→ **Information given**:
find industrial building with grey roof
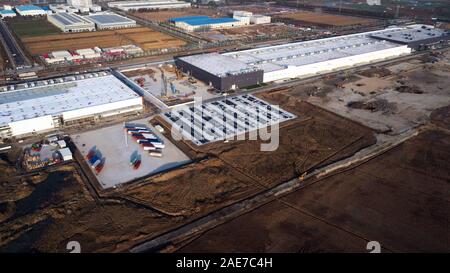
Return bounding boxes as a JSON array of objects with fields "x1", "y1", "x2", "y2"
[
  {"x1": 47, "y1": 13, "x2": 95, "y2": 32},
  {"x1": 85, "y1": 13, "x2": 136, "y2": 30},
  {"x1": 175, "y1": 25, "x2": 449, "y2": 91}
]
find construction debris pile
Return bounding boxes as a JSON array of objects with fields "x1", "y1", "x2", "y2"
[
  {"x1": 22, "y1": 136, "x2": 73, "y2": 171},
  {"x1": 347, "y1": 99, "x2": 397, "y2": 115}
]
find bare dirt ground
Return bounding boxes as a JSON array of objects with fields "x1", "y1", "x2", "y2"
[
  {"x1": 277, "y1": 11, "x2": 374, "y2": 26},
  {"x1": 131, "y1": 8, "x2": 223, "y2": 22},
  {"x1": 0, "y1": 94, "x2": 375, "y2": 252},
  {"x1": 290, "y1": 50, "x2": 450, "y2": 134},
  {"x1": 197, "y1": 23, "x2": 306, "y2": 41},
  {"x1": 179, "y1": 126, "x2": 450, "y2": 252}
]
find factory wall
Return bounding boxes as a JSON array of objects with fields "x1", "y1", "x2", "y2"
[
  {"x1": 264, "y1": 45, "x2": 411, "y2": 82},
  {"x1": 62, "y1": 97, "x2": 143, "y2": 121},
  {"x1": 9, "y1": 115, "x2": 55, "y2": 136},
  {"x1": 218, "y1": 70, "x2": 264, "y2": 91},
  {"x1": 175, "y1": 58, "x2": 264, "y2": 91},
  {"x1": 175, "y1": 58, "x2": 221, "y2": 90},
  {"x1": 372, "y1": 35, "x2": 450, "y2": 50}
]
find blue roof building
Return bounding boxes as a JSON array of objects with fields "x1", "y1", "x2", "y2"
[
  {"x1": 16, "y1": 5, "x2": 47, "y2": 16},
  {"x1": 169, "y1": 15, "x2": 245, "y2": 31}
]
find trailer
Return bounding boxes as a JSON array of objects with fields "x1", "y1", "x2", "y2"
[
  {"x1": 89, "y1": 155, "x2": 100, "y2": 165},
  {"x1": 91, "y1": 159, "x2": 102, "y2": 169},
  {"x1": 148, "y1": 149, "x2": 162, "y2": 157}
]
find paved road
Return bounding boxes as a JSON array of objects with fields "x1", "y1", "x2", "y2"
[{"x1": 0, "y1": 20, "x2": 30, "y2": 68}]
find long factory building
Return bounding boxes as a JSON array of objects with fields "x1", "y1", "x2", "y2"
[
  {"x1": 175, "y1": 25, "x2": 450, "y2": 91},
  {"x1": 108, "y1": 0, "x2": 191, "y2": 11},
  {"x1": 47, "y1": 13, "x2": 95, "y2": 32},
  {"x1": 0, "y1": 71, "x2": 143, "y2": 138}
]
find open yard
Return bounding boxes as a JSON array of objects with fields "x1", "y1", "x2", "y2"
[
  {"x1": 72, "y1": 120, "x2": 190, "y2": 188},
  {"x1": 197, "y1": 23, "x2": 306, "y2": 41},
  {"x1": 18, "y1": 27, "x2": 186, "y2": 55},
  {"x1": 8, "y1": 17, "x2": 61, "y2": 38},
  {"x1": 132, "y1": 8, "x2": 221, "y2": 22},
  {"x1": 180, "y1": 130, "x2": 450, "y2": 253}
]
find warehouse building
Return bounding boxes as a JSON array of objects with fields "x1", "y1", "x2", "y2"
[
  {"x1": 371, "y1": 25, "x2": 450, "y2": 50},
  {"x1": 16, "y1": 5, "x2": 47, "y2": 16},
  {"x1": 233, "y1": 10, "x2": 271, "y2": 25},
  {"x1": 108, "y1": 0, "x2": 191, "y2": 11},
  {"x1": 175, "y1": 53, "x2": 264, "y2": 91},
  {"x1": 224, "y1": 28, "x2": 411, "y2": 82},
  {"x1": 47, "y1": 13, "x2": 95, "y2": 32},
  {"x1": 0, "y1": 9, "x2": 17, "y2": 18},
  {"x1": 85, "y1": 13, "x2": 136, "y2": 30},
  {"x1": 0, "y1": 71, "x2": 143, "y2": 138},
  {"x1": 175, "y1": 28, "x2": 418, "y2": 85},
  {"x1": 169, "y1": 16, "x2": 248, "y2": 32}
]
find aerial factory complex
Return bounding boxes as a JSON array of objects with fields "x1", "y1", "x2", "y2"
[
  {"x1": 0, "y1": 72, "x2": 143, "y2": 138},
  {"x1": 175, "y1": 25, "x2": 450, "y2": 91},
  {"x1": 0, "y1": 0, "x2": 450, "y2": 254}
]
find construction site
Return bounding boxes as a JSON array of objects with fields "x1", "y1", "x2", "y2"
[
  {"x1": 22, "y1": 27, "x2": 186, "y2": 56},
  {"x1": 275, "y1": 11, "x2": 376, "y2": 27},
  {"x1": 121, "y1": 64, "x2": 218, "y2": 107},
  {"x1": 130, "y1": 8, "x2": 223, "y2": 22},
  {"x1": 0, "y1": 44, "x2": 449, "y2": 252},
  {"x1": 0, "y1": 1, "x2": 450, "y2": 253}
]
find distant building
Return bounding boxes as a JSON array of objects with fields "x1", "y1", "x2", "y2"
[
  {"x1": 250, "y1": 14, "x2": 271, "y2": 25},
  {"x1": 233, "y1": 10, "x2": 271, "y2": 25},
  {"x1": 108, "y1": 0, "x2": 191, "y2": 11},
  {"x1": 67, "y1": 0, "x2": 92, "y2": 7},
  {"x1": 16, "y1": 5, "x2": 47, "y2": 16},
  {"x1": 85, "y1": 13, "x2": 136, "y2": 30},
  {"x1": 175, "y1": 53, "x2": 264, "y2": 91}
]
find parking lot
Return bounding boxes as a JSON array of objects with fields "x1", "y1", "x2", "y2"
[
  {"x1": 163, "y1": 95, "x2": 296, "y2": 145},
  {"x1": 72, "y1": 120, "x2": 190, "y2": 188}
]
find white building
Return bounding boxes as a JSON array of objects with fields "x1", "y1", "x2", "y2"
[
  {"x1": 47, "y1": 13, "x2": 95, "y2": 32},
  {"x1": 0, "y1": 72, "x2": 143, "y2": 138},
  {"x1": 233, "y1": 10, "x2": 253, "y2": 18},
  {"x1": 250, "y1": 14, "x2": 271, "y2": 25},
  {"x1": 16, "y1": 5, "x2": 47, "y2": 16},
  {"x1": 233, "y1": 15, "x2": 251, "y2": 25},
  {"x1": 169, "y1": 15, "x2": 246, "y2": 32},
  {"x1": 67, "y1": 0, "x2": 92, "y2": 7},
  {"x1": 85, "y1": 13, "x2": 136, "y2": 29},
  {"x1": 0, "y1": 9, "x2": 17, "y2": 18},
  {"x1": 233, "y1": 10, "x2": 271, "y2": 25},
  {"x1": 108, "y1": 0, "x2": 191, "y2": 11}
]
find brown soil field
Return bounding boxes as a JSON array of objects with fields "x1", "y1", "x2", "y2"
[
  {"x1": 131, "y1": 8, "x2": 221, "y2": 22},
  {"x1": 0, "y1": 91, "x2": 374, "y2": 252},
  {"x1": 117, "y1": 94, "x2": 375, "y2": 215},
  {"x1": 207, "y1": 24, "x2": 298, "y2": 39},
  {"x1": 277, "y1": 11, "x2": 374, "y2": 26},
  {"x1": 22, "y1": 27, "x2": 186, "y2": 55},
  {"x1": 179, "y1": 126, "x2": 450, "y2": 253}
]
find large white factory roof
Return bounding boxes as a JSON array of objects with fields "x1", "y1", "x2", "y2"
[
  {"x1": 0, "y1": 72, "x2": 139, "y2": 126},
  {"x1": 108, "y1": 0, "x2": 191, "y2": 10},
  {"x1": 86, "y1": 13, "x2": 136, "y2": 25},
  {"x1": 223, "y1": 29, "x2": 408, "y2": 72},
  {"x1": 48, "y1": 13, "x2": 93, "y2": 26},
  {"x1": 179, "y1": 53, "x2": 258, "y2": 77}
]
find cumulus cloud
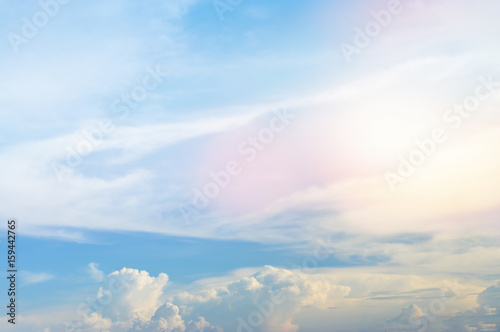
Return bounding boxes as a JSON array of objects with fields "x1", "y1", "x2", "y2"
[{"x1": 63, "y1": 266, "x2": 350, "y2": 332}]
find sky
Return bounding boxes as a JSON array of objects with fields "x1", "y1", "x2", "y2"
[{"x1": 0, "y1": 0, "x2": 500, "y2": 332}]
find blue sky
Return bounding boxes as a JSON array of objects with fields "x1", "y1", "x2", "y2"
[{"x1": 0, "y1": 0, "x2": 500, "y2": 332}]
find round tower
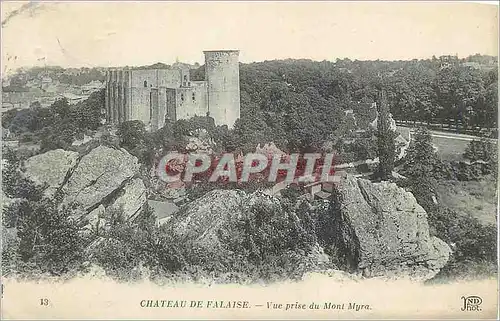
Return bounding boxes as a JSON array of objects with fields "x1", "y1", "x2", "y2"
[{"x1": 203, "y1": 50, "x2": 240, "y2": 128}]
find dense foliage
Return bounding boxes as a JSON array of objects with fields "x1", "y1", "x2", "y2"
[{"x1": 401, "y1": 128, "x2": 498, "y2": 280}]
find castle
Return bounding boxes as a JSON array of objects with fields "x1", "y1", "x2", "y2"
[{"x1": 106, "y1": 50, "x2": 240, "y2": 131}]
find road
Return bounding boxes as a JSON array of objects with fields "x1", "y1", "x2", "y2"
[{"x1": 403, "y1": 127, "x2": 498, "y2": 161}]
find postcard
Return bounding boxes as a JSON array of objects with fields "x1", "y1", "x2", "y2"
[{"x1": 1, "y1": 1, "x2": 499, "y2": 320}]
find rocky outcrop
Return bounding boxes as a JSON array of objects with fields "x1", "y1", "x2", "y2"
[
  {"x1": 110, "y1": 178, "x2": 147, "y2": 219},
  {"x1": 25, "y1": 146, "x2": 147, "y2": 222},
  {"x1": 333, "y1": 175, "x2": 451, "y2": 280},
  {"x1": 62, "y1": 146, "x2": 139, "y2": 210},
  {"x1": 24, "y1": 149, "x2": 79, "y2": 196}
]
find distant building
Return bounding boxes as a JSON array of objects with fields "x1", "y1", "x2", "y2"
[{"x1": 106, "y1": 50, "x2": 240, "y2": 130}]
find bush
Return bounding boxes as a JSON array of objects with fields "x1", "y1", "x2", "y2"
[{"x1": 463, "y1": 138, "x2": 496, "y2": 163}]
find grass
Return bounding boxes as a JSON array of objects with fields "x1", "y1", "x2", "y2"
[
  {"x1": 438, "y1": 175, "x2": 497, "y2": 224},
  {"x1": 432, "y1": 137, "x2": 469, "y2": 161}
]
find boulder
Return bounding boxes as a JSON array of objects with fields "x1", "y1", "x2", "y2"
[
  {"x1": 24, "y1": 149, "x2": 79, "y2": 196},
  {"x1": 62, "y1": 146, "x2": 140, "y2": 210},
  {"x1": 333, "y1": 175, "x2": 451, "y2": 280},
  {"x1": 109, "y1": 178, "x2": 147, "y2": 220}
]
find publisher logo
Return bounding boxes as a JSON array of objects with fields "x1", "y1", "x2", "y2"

→ **Set exercise**: Starting at the line containing "find castle" and continuing through the end of the records, copy every line again, requests included, and shift each coordinate value in the answers by -150.

→ **Written answer**:
find castle
Return bounding boxes as a JSON array of objects with fields "x1", "y1", "x2", "y2"
[{"x1": -44, "y1": -100, "x2": 90, "y2": -19}]
find road
Return bounding boxes as a JSON array of objects with fields "x1", "y1", "x2", "y2"
[{"x1": 253, "y1": -23, "x2": 348, "y2": 11}]
find postcard
Return bounding boxes as a JSON array of objects with fields "x1", "y1", "x2", "y2"
[{"x1": -149, "y1": -149, "x2": 349, "y2": 170}]
find rocky outcrop
Return bounding boxes as a JSON array of objects with fields "x1", "y1", "x2", "y2"
[
  {"x1": -40, "y1": 28, "x2": -3, "y2": 69},
  {"x1": -125, "y1": -4, "x2": -3, "y2": 72},
  {"x1": 183, "y1": 25, "x2": 301, "y2": 130},
  {"x1": -88, "y1": -4, "x2": -11, "y2": 60},
  {"x1": -126, "y1": -1, "x2": -71, "y2": 46}
]
find distant building
Return bounding boxes as a JSON array of objects with fields "x1", "y1", "x2", "y2"
[{"x1": -44, "y1": -100, "x2": 90, "y2": -20}]
find bush
Return bounding boxes as a JSON array of objects with fields "x1", "y1", "x2", "y2"
[{"x1": 313, "y1": -12, "x2": 346, "y2": 13}]
find grass
Return bounding boxes as a JSON array of objects with fields "x1", "y1", "x2", "y2"
[
  {"x1": 288, "y1": 25, "x2": 347, "y2": 74},
  {"x1": 282, "y1": -13, "x2": 319, "y2": 11}
]
find boulder
Return bounding boxes as a JSON array of objects with fields "x1", "y1", "x2", "y2"
[
  {"x1": -126, "y1": -1, "x2": -71, "y2": 46},
  {"x1": -88, "y1": -4, "x2": -10, "y2": 60},
  {"x1": 183, "y1": 25, "x2": 301, "y2": 130},
  {"x1": -41, "y1": 28, "x2": -3, "y2": 70}
]
find publisher logo
Return bounding boxes as a JSON array of objects with fields "x1", "y1", "x2", "y2"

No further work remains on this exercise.